Comment se poursuit le texte sur l'accès aux données des plateformes numériques ? Reprenez-le juste après sa dernière phrase.

══ TEXTE D'ÉTUDE ══

Instituer l’accès aux données des plateformes numériques
La requête des chercheurs ou des services publics d’accès aux données des plateformes numériques est tout à fait légitime tant elle correspond à un impératif de la nouvelle ère de quantification contemporaine : les traces de propagations accessibles après les sondages d’opinion et les recensements[1].

Cependant, il serait vain d’attendre une coopération de la part de plateformes habituées pendant 15 ans à la prédation des données personnelles et au contournement de toutes leurs responsabilités. De ce fait, les demandes des chercheurs risquent de se réduire à quémander un accès provisoire et opaque comme un privilège qui peut à tout moment être révoqué comme on l’a vu avec les partenariats scientifiques noués par Facebook via Social Science One (NYU en 2021).

═══
══ MATÉRIAU SOURCE ══

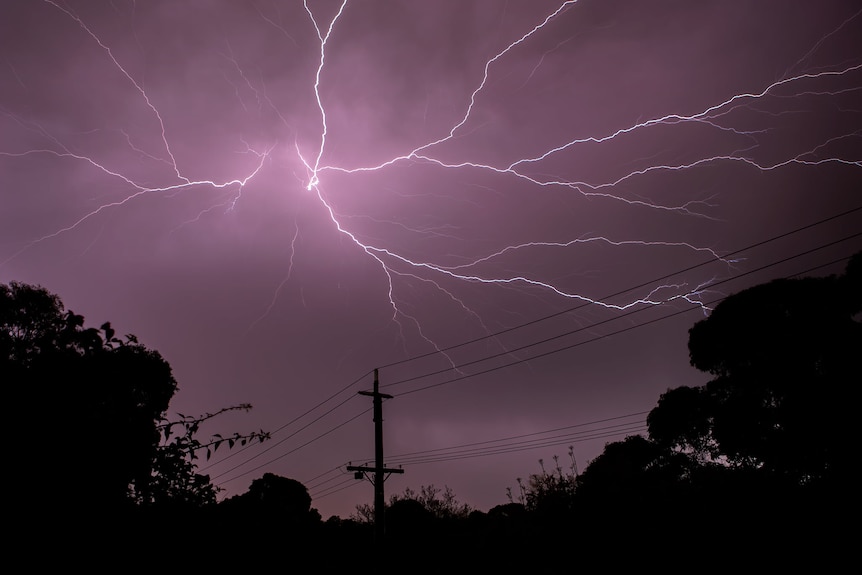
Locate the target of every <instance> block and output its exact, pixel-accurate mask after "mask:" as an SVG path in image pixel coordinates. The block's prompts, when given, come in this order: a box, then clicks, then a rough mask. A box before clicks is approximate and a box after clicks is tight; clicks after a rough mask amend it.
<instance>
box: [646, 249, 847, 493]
mask: <svg viewBox="0 0 862 575" xmlns="http://www.w3.org/2000/svg"><path fill="white" fill-rule="evenodd" d="M860 261H862V253H860V254H857V255H856V256H854V258H852V259H851V262H850V264H849V265H848V266H847V270H846V272H845V274H844V275H842V276H838V277H836V276H830V277H825V278H800V279H783V280H775V281H772V282H769V283H766V284H761V285H758V286H754V287H752V288H749V289H747V290H744V291H742V292H739V293H737V294H735V295H733V296H730V297H728V298H727V299H726V300H724V301H723V302H722V303H721V304H719V305H718V306H717V307H716V308H715V310H714V311H713V312H712V313H711V314H710V316H709V317H708V318H707V319H704V320H702V321H700V322H698V323H697V324H695V325H694V327H692V329H691V330H690V332H689V352H690V358H691V363H692V365H693V366H695V367H697V368H698V369H700V370H702V371H705V372H707V373H709V374H711V375H713V376H714V377H713V379H712V380H711V381H709V382H708V383H707V384H706V385H705V386H702V387H696V388H689V387H681V388H676V389H672V390H669V391H668V392H666V393H665V394H663V395H662V396H661V397H660V398H659V401H658V404H657V406H656V408H655V409H653V410H652V411H651V412H650V414H649V417H648V419H647V423H648V426H649V433H650V437H651V438H653V439H654V440H655V441H656V442H657V443H658V444H659V445H661V446H663V447H665V448H668V449H671V450H674V451H675V452H678V453H688V454H690V455H692V456H694V457H695V458H697V459H698V460H699V461H700V462H702V463H708V462H711V463H717V464H723V465H728V466H730V467H733V468H738V469H751V470H759V471H760V472H762V473H765V474H768V475H769V476H771V477H773V478H774V480H775V481H780V482H784V483H787V484H790V485H806V484H821V483H824V482H825V483H830V482H834V481H836V480H842V481H843V480H846V479H847V478H848V477H849V475H848V472H849V468H848V465H849V463H848V460H849V458H848V457H847V454H848V453H850V452H851V450H852V445H851V444H850V438H851V437H852V435H853V429H852V428H851V425H852V422H853V420H854V417H853V415H854V414H853V411H852V410H853V409H854V406H853V404H854V402H852V401H848V398H849V397H851V395H854V392H855V387H856V386H857V385H858V382H859V381H862V362H860V356H859V350H860V349H862V324H860V323H859V321H857V320H856V319H855V316H856V315H857V314H858V312H859V310H860V307H862V306H860V301H862V290H858V288H859V286H860V279H859V275H860V263H859V262H860Z"/></svg>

═══

VOTRE RÉPONSE:
L’enjeu est pourtant essentiel : il faut bâtir les conventions socio-économiques et techniques pour rendre opérationnelle et socialement utile la nouvelle ère de quantification qui est la nôtre, faite de big data, de machine learning et d’IA et entièrement contrôlée par les plateformes du capitalisme financier numérique, les GAFAM. Il ne s’agit pas d’un pacte avec le diable, pas plus que ce fut le cas entre sciences sociales et dispositifs statistiques des États au début du XXe ou entre sciences sociales et sondages d’opinion gouvernés par les médias et les marques à partir des années 30. Dans les deux cas, les statistiques, comme le montre si bien Alain Desrosières, ont servi à prouver ET à gouverner, au prix d’alliances, de passerelles, de conventions réécrites et rendues à la fois efficaces et valides.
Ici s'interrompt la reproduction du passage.